Directions for this task: The entries must be retyped exactly, down to the last line.

Data shown:
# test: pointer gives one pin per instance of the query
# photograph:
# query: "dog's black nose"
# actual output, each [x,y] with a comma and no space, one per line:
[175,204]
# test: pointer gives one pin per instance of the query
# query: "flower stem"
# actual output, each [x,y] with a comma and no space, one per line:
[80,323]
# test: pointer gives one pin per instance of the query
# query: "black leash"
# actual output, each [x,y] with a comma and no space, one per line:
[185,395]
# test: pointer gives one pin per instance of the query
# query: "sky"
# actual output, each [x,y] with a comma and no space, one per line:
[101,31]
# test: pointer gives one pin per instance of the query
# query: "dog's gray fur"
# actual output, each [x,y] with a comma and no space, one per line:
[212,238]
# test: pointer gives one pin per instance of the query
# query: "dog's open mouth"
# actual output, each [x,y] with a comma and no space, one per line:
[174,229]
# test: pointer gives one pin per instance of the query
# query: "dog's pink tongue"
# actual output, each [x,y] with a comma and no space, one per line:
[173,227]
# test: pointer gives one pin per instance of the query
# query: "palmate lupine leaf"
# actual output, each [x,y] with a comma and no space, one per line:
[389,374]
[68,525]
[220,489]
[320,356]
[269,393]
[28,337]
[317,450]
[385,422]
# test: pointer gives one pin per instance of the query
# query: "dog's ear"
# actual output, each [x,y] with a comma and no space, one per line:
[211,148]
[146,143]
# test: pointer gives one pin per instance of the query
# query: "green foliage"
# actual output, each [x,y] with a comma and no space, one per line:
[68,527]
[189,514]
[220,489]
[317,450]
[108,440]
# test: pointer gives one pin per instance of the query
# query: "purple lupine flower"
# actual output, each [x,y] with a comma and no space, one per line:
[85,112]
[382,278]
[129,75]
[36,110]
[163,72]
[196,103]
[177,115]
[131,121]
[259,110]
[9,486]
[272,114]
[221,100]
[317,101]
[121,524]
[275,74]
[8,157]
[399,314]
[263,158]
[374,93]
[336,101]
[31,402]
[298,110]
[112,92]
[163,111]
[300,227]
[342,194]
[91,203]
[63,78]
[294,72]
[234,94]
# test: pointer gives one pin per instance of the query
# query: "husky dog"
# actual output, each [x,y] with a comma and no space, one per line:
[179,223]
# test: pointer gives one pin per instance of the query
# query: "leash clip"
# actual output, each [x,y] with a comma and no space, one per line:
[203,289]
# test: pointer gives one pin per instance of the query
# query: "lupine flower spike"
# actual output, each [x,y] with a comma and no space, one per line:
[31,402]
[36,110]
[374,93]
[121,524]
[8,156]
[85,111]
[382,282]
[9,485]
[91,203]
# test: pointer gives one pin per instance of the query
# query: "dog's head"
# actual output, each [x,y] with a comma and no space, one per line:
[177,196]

Result:
# test: pointer gives one pin per instance of the query
# photograph:
# query: "dog's black nose"
# actual output, each [x,y] with a comma and no space, one per line:
[175,204]
# test: pointer gives one pin per instance of the query
# query: "flower stem"
# actual output, each [x,y] with a comma and no space, one per line:
[80,323]
# test: pointer gives one pin per instance of the query
# query: "black leash"
# actual output, each [x,y] with a comma and no space, one per line:
[185,395]
# test: pointer gives one pin per instance of the query
# query: "sky"
# actual output, each [x,y] with a comma and no space, one per line:
[101,31]
# test: pointer gives one pin per instance of the query
# query: "dog's gray fur"
# actual output, each [x,y] with a comma and no space, one per line:
[212,238]
# test: pointer gives one pin per instance of the query
# query: "dog's open mouth"
# actual output, each [x,y] with a comma and no space, one per line:
[174,229]
# test: pointer gives one pin per instance of the query
# query: "dog's pink tongue"
# actual output, each [x,y] with a comma and no space, one per line:
[173,227]
# test: pointer gives one pin per instance of the query
# query: "palmate lupine leaf"
# actual output, each [x,y] with a comma and no space, one per line:
[389,374]
[68,525]
[220,489]
[320,356]
[269,393]
[28,337]
[317,450]
[385,422]
# test: pointer gives one pin per instance of the query
# query: "dog's ear"
# actual output, each [x,y] with a comma and no space, one per line:
[211,148]
[146,143]
# test: pointer gives one pin per instance of the query
# query: "green foliage"
# actual output, each [x,y] with a comma and no space, one per line:
[68,527]
[189,514]
[220,489]
[317,450]
[108,440]
# test: pointer gives one pin per instance of the query
# query: "purple lupine flower"
# actual output, each [x,y] with a comma and no space, one per line:
[85,112]
[382,278]
[129,75]
[36,110]
[163,72]
[196,103]
[177,115]
[131,121]
[259,110]
[9,486]
[272,114]
[221,100]
[317,101]
[121,524]
[275,74]
[8,157]
[399,314]
[263,158]
[374,93]
[336,101]
[31,402]
[298,110]
[112,92]
[163,111]
[300,227]
[342,194]
[91,203]
[63,78]
[294,72]
[234,94]
# test: pointer gives one pin per instance of the query
# query: "husky dog"
# actual output, each [x,y] with a comma and no space, one per line:
[179,223]
# test: pointer gives one pin per instance of the query
# query: "leash clip"
# actual output, each [x,y] with a comma and no space, one per line:
[203,289]
# test: pointer gives one pin per instance of the query
# query: "lupine flower spike"
# actual output, each [x,y] with a comma and no space, one per line:
[31,402]
[36,110]
[374,93]
[121,524]
[8,156]
[85,111]
[382,282]
[9,485]
[91,203]
# test: pointer gives one pin per instance of the query
# query: "dog's head"
# actual output, each [x,y] with a comma and no space, one per line:
[177,196]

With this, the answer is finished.